State how many lines in the data below contain the string "cuff". Reply with the number alone.
* BEGIN *
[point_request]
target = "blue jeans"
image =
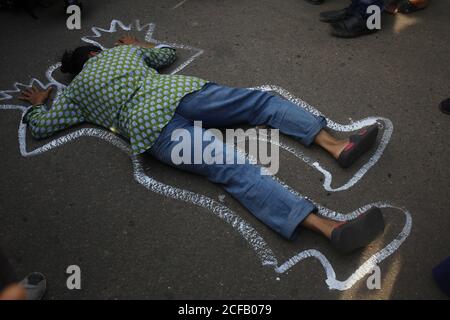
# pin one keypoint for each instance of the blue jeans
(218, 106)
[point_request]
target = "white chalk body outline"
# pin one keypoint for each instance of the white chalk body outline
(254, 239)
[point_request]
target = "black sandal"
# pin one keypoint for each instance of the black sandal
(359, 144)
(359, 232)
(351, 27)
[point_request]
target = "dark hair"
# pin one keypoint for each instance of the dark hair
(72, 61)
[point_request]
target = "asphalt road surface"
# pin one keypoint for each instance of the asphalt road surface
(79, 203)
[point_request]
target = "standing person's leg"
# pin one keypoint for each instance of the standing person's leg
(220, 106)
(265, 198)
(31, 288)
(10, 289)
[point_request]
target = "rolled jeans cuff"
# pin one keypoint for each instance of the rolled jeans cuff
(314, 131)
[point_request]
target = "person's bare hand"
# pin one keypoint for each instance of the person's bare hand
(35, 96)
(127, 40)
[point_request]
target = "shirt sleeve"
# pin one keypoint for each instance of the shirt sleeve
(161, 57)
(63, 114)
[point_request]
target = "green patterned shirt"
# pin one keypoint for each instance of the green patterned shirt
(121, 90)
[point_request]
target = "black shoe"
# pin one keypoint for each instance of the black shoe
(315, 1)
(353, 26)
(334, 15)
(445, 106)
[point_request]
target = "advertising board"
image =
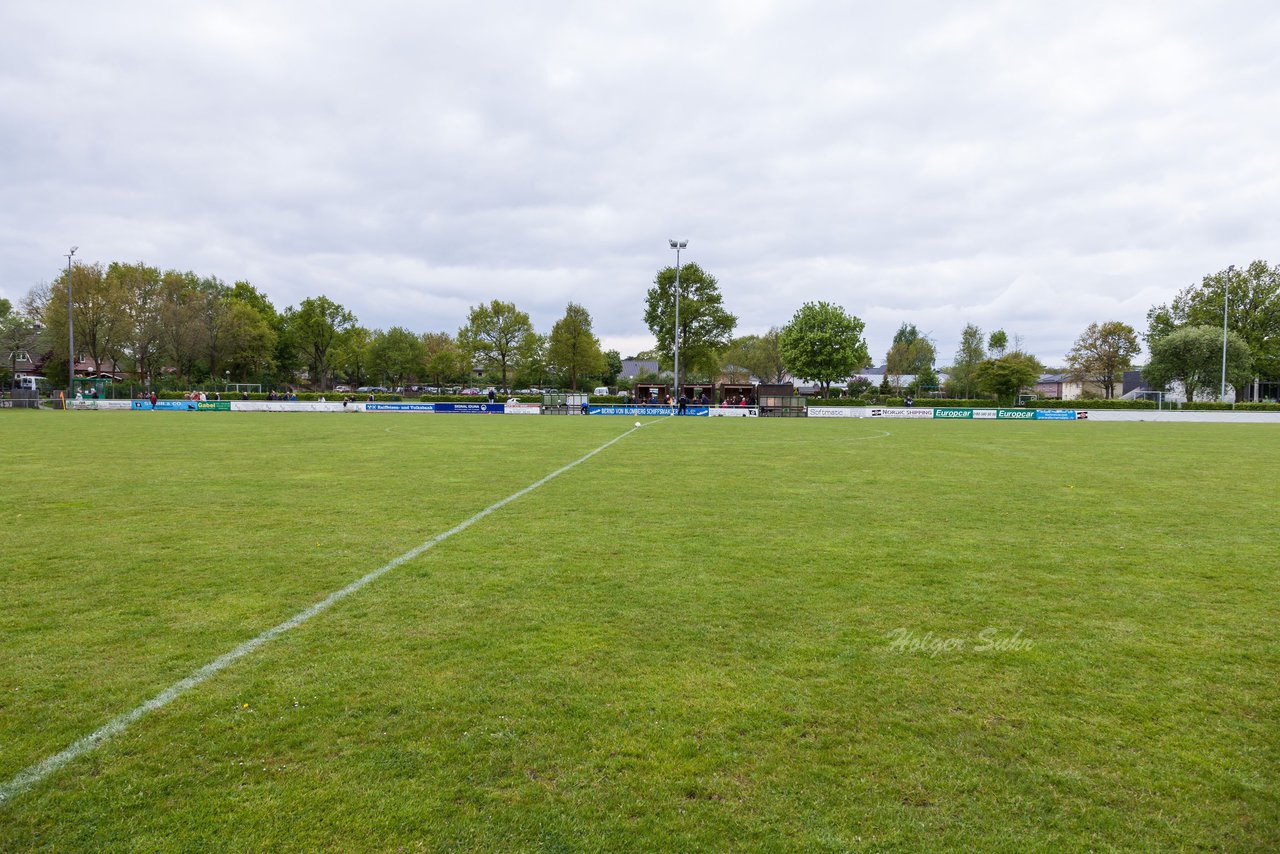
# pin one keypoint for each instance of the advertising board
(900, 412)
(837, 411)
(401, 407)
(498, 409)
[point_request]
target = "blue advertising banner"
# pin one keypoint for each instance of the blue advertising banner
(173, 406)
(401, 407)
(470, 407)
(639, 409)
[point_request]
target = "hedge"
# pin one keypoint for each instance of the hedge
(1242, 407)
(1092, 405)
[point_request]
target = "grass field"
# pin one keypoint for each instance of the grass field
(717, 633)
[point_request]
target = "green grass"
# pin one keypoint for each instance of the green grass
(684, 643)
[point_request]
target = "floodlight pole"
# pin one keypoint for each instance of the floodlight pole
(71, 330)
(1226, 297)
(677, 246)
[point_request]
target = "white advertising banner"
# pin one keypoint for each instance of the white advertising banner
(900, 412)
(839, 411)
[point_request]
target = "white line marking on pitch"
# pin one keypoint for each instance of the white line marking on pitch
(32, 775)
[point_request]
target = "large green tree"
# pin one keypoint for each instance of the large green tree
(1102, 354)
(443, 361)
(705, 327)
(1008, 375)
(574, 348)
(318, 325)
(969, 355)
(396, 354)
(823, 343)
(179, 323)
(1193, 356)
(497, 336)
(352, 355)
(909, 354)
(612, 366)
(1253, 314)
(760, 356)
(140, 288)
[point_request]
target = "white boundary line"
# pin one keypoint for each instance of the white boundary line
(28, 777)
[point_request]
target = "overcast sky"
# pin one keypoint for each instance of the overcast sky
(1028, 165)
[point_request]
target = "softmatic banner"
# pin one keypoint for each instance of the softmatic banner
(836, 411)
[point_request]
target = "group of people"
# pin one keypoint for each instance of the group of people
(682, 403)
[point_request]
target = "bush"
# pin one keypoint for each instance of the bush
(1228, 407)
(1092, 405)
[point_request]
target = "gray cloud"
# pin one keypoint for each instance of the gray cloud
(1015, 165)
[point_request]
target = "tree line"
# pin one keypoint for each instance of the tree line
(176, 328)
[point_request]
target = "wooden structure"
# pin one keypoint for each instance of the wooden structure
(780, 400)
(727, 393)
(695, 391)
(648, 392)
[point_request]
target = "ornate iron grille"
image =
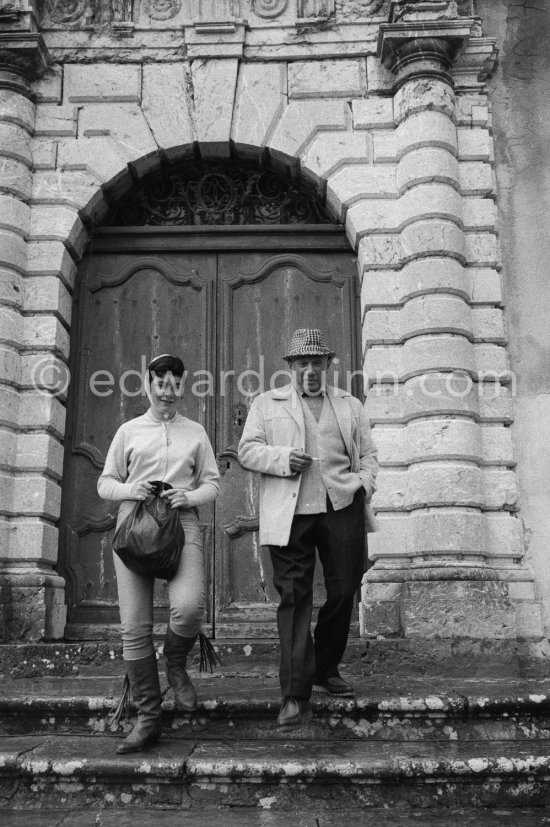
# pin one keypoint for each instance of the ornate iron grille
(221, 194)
* END *
Response for this exercise> 2